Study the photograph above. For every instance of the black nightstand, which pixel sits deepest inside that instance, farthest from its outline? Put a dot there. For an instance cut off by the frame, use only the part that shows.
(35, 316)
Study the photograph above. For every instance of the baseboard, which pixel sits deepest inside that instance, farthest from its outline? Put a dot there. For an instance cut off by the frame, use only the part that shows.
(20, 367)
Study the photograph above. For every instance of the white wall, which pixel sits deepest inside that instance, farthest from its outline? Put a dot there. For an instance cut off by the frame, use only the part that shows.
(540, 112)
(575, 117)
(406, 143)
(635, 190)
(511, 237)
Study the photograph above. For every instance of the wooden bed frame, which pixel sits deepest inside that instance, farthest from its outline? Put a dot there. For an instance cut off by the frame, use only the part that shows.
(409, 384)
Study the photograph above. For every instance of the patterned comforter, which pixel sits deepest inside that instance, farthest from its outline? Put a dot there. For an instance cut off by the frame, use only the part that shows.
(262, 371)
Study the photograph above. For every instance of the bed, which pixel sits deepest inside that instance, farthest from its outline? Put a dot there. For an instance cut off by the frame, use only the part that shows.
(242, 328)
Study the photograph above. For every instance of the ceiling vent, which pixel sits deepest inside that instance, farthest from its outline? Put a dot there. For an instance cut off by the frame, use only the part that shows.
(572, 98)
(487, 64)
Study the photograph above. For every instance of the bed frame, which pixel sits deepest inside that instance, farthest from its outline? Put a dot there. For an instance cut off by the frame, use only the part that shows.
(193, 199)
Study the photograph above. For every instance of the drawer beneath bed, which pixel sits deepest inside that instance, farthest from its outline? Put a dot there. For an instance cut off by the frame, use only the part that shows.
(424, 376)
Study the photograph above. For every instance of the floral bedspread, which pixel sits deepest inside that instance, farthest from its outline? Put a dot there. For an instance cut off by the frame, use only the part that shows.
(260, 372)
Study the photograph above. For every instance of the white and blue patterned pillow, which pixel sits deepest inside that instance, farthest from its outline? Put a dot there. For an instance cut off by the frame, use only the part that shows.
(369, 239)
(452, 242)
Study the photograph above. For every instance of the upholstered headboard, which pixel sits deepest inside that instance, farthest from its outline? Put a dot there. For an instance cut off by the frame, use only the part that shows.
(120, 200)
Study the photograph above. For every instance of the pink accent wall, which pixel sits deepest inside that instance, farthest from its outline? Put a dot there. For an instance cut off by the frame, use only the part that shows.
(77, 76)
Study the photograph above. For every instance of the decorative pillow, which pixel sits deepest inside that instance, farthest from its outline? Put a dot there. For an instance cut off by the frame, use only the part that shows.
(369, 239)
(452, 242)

*과제 내용:* 위 데이터 전체를 한 글자도 고치지 말고 그대로 다시 적으세요.

*문제 풀이:*
Study the photograph above. For every instance of the black nightstand, which pixel sits deepest inside that instance, farthest from its outline? Put a dot there. For an instance cut off by the frame, use only the part that shows.
(35, 316)
Study the photograph above. For every instance of the baseboard, which pixel sits deepest inside that instance, farthest from its outline? Put a dot there. For an instance cut off by the frame, use only the part that shows.
(20, 367)
Study the photograph above. For every instance of the white wall, which pixel sits deepest inside that instance, farthest from its outline? Put a dot there. For an instance cut off by the frame, use only the part that shows.
(540, 112)
(575, 117)
(406, 143)
(635, 190)
(511, 237)
Study the photograph above. For every instance of the wooden bed frame, which pixel sits deepest inside that instance, farthest from its outline? Put a dot there. For an instance cut off by the frame, use only the part that shows.
(409, 384)
Study the photograph above. For every instance of the patterned comforter, which pixel sits deepest inside that instance, farthest from its outline? Put a dot there. For an instance cut off by the frame, use only the part that shows.
(262, 371)
Study the photograph above. For every instance of the bed, which pixel sits deepest inside that instance, farthest from its outline? Put a dot there. For an instance cut off by the frame, use only the part that shows.
(242, 328)
Study the photograph above. For every instance of the ceiling vent, which pixel sits deepest inside that instance, farthest from its outline? Put a dot there. For an instance cut off by the frame, use only the part that shows.
(572, 98)
(487, 64)
Study the photograph above. For every instance of the bed frame, which pixel sits deepest inside that instance, farthest from its outline? Put a dot there. For an instance cut off by the frame, use only the part that shows.
(193, 199)
Study the photograph above. For every instance of the drawer beneath bed, which pixel sits deepest inside that instance, farthest from its outline? Put a dot there. For an instance cut off by the frame, use only the part that shows.
(424, 376)
Study the photograph above. For every instance of the floral bedspread, which pixel sits deepest inside that instance, farthest from its outline? Put a dot there. For an instance cut off by the frame, use only the part that shows.
(260, 372)
Study the photograph above. For every instance of the white and blue patterned pillow, which pixel sits deepest inside that instance, farthest from its outline? Put a dot there. For an instance cut off by the frame, use only the part that shows.
(369, 239)
(452, 242)
Study the photograph above. For every instance of the upholstered headboard, which pixel sits deepest inside that instance, farthest from its outline? Put a dot there. For an instance cut off by the frame, use only the part that shows.
(120, 200)
Study the photograph above. For every instance of the pink accent wall, which pixel sits deepest inside that instance, farthest from its outline? Put a dot there. For an instance cut off by the frame, use only the part that shows.
(77, 76)
Study the photograph above. For every instance of the decorative pillow, which pixel sits deepest inside that instance, farthest from its outline? Put a dot there. For an instance cut off by the frame, use only the part that shows.
(369, 239)
(452, 242)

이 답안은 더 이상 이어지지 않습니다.